* Begin Records shown *

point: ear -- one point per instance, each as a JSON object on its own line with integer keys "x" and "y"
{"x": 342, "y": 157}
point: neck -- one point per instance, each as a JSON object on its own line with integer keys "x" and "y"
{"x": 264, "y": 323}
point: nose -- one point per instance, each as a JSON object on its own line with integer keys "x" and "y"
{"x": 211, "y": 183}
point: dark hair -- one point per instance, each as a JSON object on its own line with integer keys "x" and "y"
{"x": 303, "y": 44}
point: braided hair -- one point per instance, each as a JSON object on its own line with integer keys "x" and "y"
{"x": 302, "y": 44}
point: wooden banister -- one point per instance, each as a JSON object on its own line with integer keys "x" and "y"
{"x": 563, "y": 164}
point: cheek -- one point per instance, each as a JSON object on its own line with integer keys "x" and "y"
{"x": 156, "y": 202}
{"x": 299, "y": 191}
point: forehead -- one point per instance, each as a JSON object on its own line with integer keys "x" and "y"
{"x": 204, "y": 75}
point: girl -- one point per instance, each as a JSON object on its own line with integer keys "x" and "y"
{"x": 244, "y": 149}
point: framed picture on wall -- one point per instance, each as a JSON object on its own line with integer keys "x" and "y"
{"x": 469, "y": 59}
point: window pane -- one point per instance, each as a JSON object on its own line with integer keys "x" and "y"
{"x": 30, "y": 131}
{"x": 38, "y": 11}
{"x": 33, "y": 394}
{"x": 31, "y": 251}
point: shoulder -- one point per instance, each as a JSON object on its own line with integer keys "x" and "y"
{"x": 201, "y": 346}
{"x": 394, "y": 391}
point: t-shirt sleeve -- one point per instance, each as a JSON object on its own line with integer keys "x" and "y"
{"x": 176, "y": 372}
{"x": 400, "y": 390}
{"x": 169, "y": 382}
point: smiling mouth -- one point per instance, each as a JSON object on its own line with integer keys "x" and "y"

* End Records shown *

**Stated task**
Every line from the one containing "point: wooden banister" through the last line of the entries must be written out verbatim, and no other line.

**Result for this task**
point: wooden banister -- one point per instance, each as a JSON object on its own line with integer keys "x" and "y"
{"x": 563, "y": 164}
point: cheek -- one point per instance, each as a JSON object on its own line with integer keys "x" and "y"
{"x": 156, "y": 202}
{"x": 299, "y": 191}
point: forehead -- one point per instance, each as a JSON object on its own line with integer keys "x" and "y"
{"x": 204, "y": 75}
point: girl -- one point per instance, each as a JSON object on its own line with integer keys "x" and "y"
{"x": 244, "y": 149}
point: framed picture on wall -- one point per instance, each as a JSON object on its own line with integer keys "x" and "y"
{"x": 469, "y": 59}
point: window pane -- one point per instance, each as a JSON object on its own line with integer keys "x" and "y"
{"x": 30, "y": 131}
{"x": 38, "y": 11}
{"x": 33, "y": 394}
{"x": 31, "y": 251}
point: shoulder -- one point per instance, each as a JSON object on its own line with integer keys "x" and "y"
{"x": 201, "y": 346}
{"x": 394, "y": 391}
point: t-shirt sleeve -- one point per instance, each as a JSON object on its own line with integer keys "x" and "y"
{"x": 176, "y": 372}
{"x": 400, "y": 390}
{"x": 169, "y": 382}
point: smiling mouth -- one point per instance, each as a JSON object on its own line with integer keys "x" and "y"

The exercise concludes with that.